## Brief
Transcribe all the records exactly and omit any images they hold.

## Data records
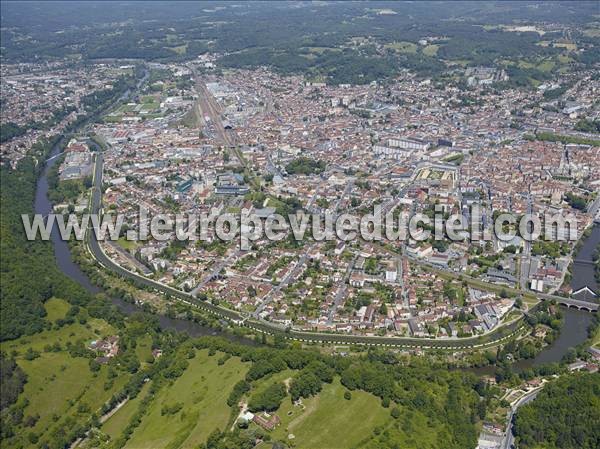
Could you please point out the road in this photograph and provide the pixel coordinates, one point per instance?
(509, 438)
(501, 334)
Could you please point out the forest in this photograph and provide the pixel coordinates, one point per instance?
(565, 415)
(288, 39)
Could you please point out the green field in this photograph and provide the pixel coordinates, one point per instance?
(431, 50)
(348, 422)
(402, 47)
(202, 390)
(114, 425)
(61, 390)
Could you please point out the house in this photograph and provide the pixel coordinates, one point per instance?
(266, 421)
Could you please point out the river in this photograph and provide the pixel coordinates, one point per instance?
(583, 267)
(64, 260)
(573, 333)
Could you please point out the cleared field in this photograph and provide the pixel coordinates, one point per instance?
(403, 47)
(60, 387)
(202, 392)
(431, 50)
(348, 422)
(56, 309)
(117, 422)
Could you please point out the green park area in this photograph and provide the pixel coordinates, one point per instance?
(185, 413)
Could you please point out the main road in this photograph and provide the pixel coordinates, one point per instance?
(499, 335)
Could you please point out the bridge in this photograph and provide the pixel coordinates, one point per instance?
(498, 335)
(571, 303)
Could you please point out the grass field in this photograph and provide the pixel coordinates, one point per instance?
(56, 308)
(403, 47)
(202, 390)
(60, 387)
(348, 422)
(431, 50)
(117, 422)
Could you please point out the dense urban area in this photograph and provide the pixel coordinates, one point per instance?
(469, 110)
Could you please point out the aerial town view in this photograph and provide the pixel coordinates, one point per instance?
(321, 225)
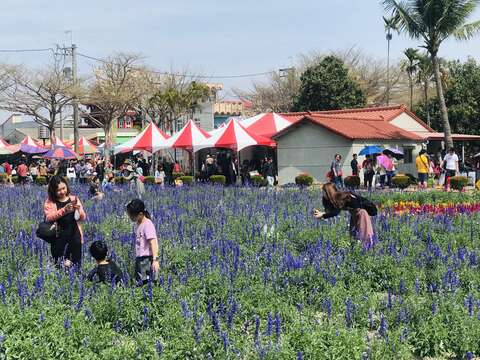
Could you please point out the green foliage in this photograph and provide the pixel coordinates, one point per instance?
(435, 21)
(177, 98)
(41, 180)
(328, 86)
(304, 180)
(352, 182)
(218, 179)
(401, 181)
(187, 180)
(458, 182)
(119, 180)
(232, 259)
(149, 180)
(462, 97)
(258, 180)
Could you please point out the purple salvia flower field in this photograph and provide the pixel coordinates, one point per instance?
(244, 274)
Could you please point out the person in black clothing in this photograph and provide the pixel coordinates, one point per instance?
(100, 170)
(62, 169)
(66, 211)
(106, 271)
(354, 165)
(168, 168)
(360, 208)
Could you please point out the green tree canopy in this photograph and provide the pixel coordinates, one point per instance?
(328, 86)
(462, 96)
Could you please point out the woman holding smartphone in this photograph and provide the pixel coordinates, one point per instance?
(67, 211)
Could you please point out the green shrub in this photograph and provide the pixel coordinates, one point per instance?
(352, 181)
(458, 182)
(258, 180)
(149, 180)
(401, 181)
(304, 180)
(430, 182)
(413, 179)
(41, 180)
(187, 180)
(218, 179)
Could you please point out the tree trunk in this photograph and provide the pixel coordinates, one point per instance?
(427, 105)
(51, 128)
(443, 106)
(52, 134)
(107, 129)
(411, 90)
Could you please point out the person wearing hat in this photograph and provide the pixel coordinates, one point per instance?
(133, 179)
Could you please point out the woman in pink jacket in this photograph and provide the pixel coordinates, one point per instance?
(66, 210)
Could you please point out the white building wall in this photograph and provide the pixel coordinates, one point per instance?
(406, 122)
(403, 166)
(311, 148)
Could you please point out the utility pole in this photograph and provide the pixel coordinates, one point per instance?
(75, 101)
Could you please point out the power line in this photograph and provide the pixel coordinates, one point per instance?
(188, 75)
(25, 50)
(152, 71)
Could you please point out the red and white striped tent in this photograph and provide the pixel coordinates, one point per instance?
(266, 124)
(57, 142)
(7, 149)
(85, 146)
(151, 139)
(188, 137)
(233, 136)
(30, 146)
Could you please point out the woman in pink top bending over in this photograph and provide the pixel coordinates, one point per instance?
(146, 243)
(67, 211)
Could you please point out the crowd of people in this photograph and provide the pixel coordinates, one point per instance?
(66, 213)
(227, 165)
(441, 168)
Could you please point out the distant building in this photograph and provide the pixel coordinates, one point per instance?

## Answer to the task
Could you please point out the road in this photograph and provide the pixel coordinates, one point per instance?
(509, 438)
(501, 334)
Could you please point out the forest in this photograph and provide the pixel coordinates, one point per instance?
(565, 415)
(288, 39)
Could you please point out the green field in this photograph and provide the pixel coordinates, one point per instance?
(431, 50)
(348, 422)
(402, 47)
(202, 390)
(114, 425)
(61, 390)
Could you please point out the house in this photograph and provide the pixel coordinates, one point per instance?
(266, 421)
Could you please point out the river in this photograph and provide the pixel coordinates, one point per instance?
(583, 267)
(64, 260)
(573, 333)
Could you please point out the cleared field in this photograph and provide the pixel coordinates, one point per instance?
(403, 47)
(60, 387)
(202, 392)
(431, 50)
(348, 422)
(56, 309)
(117, 422)
Could you please point out the green park area in this photograph and provide the pixel coordinates, one point per instance?
(185, 413)
Could you please point out the main road in this photograph and provide the pixel coordinates, one point per instance?
(499, 335)
Could you please point out the bridge in this photograph and provide the pixel coordinates, one point per instance?
(498, 335)
(571, 303)
Could you please point out the grass field in this photograph and provide the pixel coordinates, one point per instance?
(56, 308)
(403, 47)
(202, 390)
(60, 387)
(348, 422)
(431, 50)
(117, 422)
Could you please point out the dense urban area in this photograph and provide the pixel coordinates, one point per instance?
(469, 110)
Could you please point out the aerial town view in this photograph and provide the pixel coordinates, one point per instance?
(321, 225)
Could you please point out the green foliage in this photograph and provide the pixel coordinates, one point per instance?
(435, 21)
(177, 98)
(41, 180)
(328, 86)
(304, 180)
(352, 182)
(218, 179)
(401, 181)
(187, 180)
(458, 182)
(119, 180)
(232, 259)
(149, 180)
(462, 97)
(258, 180)
Could you please point out the purple salvia flower field in this photograph and provide the pixel coordinates, one point per instance?
(244, 274)
Could you please point out the person in black clothing in this photograph and provide the pixel coordinates, one point per instance?
(100, 170)
(62, 169)
(66, 211)
(106, 271)
(354, 165)
(168, 168)
(360, 208)
Could you please point out the green tree canopy in this photograph and provide the pixel coordinates, one point per instance?
(328, 86)
(462, 96)
Could you please point out the woman holding smartphone in this photograph and provide the pixel coordinates, one point per instance?
(67, 211)
Could you please point out the green shrub in this photograph and provide the pixel coordinates, one point per instance?
(352, 181)
(458, 182)
(258, 180)
(149, 180)
(401, 181)
(304, 180)
(430, 182)
(413, 179)
(41, 180)
(187, 180)
(218, 179)
Could you please point out the tree trunk in this photograph and provide the pixel coordinates, one point per instance?
(427, 105)
(51, 128)
(443, 106)
(52, 134)
(107, 129)
(411, 90)
Could you please point out the person wearing hat in this photograph and provide the pixel coordinates, one point per instance?
(133, 179)
Could you please point out the woman in pink jacket in this photograph and provide the pixel coordinates, one point per instance?
(66, 210)
Could you please point out the white building wall in this photograph and provide the pixel coordinates, one point per instance?
(406, 122)
(403, 166)
(311, 148)
Could you please point out the utility pole in this photograph and provide the pixel coordinates, one point per instance?
(75, 101)
Could you please point out the power line in this photograph and provide the pixel coordinates, one point per instance?
(188, 75)
(25, 50)
(152, 71)
Could you please point out the red and white striped tent in this photograph and provide the pixel coordinates, one point per instance?
(266, 124)
(57, 142)
(7, 149)
(85, 146)
(151, 139)
(188, 137)
(233, 136)
(30, 146)
Could you please point out the woman in pink top bending over in this photograph and provide the pixel coordinates, one point per instance?
(146, 243)
(67, 211)
Could you please point out the crowd of people in this photograph and provide the pixel coordinates, one point per instance?
(66, 213)
(227, 165)
(441, 168)
Could you please point out the distant building in this photograph and provide the pixel coordinates, one point per instance?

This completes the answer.